# [EXERCISE TASKS]
1 – Using the post about living with PKD, decide whether each statement agrees with it: (a) the writer's grandmother first noticed the condition when the writer started walking; (b) the spasms affect muscles on the left side of the body; (c) the medication started earlier this year works completely. Answer yes or no for each and quote the words that decide it.
2 – The post about living with PKD ends with a list of difficulties the writer has been through. Name every difficulty in that list.
3 – According to the post about living with PKD, why has the writer always assumed the exhaustion after the spasms is normal?

# [EXTRACT PROVIDED]
------
I'm 19, from Norway, and I was, probably, born with PKD, as it was first noticed in me when I started walking by my grandmother. At least that's what I've been told. I get spasms in every muscle on the right side of my body, especially if I'm stressed, both physically and mentally. As a kid, I could never run, as I would end up with seizures and get exhausted from them. I don't know if everyone gets that exhausted, but I do. Whenever I've had them, it's worse than a super intense trip to the gym. Nothing else can make me that exhausted. I could wok out till I almost throw up, but even then I've got more energy left over.
But then again, epilepsy patients also experience this exhaustion so I've always assumed it's normal.
In my case it wasn't familial, so I was treated for epilepsy until I was almost 14, and they kept looking for it, putting me on medication, but if they even worked, the side effect were too big of a deal to handle.
Earlier this year I was finally put on medication that works with only a slight constant weight gain (which kinda sucks, to be quite honest, as some medication I was on as a kid completely stopped my metabolism and it never really returned to its fully functioning state) and they don't work 100%, but I'd say about 70%. Better than nothing, I guess.
Christin, if you ever want to talk to someone about living with PKD, feel free to shoot me a message. I've been through most of what can come to you when it comes to it. People not accepting you because you're different, people being scared, having to make certain sacrifices because of things you can't do, etc.
------
# [DATASET]
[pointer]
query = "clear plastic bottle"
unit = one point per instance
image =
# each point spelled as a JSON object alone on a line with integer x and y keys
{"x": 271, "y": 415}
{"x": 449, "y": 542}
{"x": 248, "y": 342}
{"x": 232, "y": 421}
------
# [RESULTS FOR THE EXERCISE]
1 –
(a) Yes: "it was first noticed in me when I started walking by my grandmother"
(b) No: "I get spasms in every muscle on the right side of my body"
(c) No: "they don't work 100%, but I'd say about 70%"

2 –
- People not accepting you because you're different
- People being scared
- Having to make certain sacrifices because of things you can't do

3 – The writer has always assumed it is normal because epilepsy patients also experience this exhaustion.